start
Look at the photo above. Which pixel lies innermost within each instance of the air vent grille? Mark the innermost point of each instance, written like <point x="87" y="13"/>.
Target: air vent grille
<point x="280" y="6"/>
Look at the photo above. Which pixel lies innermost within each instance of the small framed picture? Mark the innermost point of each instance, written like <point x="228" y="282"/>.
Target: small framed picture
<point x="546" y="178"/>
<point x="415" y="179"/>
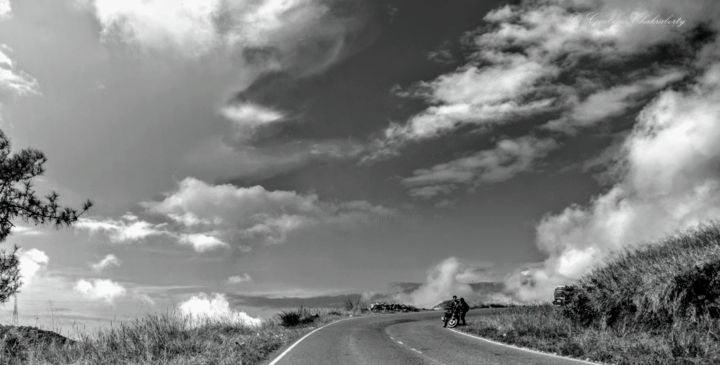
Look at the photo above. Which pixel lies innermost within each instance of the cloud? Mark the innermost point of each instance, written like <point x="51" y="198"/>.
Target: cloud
<point x="507" y="159"/>
<point x="306" y="35"/>
<point x="5" y="9"/>
<point x="239" y="279"/>
<point x="25" y="231"/>
<point x="202" y="242"/>
<point x="254" y="214"/>
<point x="107" y="261"/>
<point x="126" y="229"/>
<point x="209" y="217"/>
<point x="250" y="115"/>
<point x="447" y="278"/>
<point x="611" y="102"/>
<point x="32" y="263"/>
<point x="471" y="95"/>
<point x="100" y="289"/>
<point x="526" y="63"/>
<point x="668" y="181"/>
<point x="13" y="81"/>
<point x="202" y="307"/>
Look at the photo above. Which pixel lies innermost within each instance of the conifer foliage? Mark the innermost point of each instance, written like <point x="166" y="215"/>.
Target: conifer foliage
<point x="20" y="201"/>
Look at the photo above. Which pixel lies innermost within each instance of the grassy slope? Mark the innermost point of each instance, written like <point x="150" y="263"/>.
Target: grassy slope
<point x="171" y="339"/>
<point x="657" y="305"/>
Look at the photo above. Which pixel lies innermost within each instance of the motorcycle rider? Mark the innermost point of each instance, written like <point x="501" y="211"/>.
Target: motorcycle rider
<point x="452" y="308"/>
<point x="464" y="308"/>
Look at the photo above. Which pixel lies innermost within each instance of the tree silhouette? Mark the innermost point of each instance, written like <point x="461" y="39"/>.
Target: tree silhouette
<point x="19" y="201"/>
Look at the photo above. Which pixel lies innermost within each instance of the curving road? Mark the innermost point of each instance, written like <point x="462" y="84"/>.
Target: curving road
<point x="409" y="338"/>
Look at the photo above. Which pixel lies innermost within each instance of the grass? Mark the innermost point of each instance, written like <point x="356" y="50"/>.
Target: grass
<point x="547" y="329"/>
<point x="170" y="339"/>
<point x="655" y="305"/>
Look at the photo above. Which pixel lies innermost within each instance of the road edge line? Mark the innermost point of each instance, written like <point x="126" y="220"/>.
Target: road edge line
<point x="279" y="357"/>
<point x="523" y="348"/>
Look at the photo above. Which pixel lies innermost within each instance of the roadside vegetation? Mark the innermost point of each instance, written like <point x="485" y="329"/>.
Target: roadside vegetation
<point x="655" y="305"/>
<point x="165" y="339"/>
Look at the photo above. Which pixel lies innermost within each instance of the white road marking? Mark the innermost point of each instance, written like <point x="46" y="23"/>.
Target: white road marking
<point x="274" y="362"/>
<point x="522" y="348"/>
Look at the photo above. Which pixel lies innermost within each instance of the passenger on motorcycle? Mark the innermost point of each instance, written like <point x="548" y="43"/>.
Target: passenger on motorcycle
<point x="452" y="309"/>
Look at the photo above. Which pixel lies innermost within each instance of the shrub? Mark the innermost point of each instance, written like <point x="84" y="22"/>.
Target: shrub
<point x="300" y="316"/>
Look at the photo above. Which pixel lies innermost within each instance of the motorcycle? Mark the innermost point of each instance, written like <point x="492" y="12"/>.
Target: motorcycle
<point x="454" y="318"/>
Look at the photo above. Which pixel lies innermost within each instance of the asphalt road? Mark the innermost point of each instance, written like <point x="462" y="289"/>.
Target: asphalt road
<point x="409" y="338"/>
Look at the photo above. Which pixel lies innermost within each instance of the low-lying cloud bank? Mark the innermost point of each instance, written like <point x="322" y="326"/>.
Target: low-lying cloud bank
<point x="203" y="308"/>
<point x="663" y="179"/>
<point x="452" y="277"/>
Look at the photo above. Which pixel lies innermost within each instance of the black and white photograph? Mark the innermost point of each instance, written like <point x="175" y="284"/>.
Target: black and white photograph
<point x="360" y="182"/>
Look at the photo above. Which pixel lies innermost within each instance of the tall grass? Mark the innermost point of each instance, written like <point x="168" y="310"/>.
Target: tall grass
<point x="656" y="305"/>
<point x="654" y="288"/>
<point x="167" y="339"/>
<point x="545" y="328"/>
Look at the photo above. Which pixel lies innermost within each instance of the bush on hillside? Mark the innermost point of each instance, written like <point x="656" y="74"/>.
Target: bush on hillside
<point x="300" y="316"/>
<point x="677" y="280"/>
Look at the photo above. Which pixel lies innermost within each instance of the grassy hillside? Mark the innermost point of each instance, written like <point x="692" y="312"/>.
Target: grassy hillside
<point x="674" y="282"/>
<point x="656" y="305"/>
<point x="167" y="339"/>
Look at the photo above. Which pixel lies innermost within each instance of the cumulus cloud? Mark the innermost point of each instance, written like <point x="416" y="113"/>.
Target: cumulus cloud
<point x="202" y="308"/>
<point x="508" y="158"/>
<point x="611" y="102"/>
<point x="12" y="80"/>
<point x="254" y="214"/>
<point x="32" y="263"/>
<point x="500" y="83"/>
<point x="25" y="231"/>
<point x="129" y="228"/>
<point x="5" y="9"/>
<point x="668" y="181"/>
<point x="209" y="217"/>
<point x="307" y="35"/>
<point x="202" y="242"/>
<point x="106" y="262"/>
<point x="239" y="279"/>
<point x="100" y="289"/>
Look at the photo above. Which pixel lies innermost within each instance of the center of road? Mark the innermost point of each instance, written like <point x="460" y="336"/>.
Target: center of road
<point x="408" y="338"/>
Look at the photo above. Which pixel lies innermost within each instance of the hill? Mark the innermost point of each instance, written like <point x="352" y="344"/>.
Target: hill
<point x="659" y="304"/>
<point x="672" y="282"/>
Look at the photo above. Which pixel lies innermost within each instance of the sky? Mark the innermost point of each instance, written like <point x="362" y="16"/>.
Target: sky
<point x="265" y="149"/>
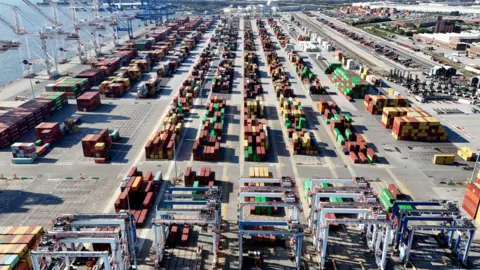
end
## Work to complete
Show each line from the items above that contains the word "lying".

## Answer to this task
Look at the photo above. Which pixel lies innermost within each instance of the low-lying cloud bank? Mark the innermost point of each instance, written like <point x="322" y="326"/>.
Target: low-lying cloud bank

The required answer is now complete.